Directions:
Repeat nothing but the lines below running from the one containing "Target: brick building facade" to the one containing "Target: gabled roof". Keep both end lines.

(The records Opens)

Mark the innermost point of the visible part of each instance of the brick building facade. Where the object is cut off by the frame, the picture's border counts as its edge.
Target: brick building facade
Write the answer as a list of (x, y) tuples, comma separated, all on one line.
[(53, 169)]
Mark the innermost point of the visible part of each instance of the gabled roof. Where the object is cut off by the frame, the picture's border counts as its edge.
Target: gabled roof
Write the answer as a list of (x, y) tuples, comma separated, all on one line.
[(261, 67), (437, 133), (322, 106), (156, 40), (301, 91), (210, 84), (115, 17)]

(The records Closes)

Exercise result:
Target: brick building facade
Write the answer as a list of (x, y) tuples, comma separated, all on one line.
[(53, 169)]
Mark the innermost point of the visible part of each instance of the gabled roof. Where the object is cut off by the frame, the picture's border counts as its edge.
Target: gabled roof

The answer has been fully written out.